= Document extract =
****************
Before: SHRI DUVVURU RL REDDY, HON’BLE & SHRI S BALAKRISHNAN, HON’BLE

For Appellant: CA याथ क ओर से /
Hearing: 20/02/2023

PER S. BALAKRISHNAN, Accountant Member :

This appeal filed by the Revenue against the order of the Ld.

Commissioner of Income Tax (Appeals)-2, Guntur [CIT(A)] in ITA No.

0255/GNT/CIT(A)-2/2014-15, dated 30/09/2019 arising out of the order

passed U/s. 143(3) of the Income Tax Act, 1961 [the Act] for the AY

2011-12.

2.

Briefly stated the facts are that the assessee was intercepted by the

Deputy Directory of Income Tax (Inv.), Unit-III(1), Visakhapatnam at

Visakhapatnam Airport on 28/8/2010 and found Rs. 12 lakhs in his

custody. A statement was recorded from the assessee u/s. 131 of the Act

on 28/8/2010. The assessee is engaged in the Real Estate business and

is also a partner in M/s. A.R. Builders and M/s. Sai Padma Developers

along with his wife Smt. M. Padmavathi and others. Subsequently a

survey U/s. 133A of the Act was conducted in the assessee’s case and in

the case of M/s. A.R. Builders on the same date. In the statement

recorded on 28/8/2010, the assessee stated that he has not filed his

return of income and also stated that the money found in his possession

belongs to him but could not give the details of the sources for the same.

The assessee also voluntarily offered to pay the income tax on the same.
****************
Which sections of the Income Tax Act, 1961 does the tribunal order above cite? List every one.

= Stored records =
****************
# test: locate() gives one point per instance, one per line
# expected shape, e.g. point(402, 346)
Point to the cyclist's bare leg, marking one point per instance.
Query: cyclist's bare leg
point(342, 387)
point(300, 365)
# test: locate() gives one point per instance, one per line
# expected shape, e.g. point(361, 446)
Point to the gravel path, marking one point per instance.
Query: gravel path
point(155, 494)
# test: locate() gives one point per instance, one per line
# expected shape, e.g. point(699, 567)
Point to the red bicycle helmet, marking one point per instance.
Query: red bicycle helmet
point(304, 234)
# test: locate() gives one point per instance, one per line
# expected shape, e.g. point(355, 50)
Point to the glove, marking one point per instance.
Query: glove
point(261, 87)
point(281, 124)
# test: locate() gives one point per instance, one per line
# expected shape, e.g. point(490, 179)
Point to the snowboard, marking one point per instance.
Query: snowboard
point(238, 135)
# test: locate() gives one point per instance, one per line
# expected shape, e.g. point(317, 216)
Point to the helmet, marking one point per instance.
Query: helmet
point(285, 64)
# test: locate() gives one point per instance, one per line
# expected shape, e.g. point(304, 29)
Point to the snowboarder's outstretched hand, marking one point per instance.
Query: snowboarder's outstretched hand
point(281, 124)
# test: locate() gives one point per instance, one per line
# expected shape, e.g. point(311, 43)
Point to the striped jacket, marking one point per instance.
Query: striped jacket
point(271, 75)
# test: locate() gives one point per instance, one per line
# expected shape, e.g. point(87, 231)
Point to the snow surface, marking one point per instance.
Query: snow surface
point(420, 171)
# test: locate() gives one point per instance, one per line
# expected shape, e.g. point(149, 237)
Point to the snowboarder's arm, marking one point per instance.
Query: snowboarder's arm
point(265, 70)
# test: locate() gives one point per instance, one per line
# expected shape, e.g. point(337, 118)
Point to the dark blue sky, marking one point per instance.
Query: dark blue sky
****************
= Answer to the task =
Section 143(3), section 131, and section 133A.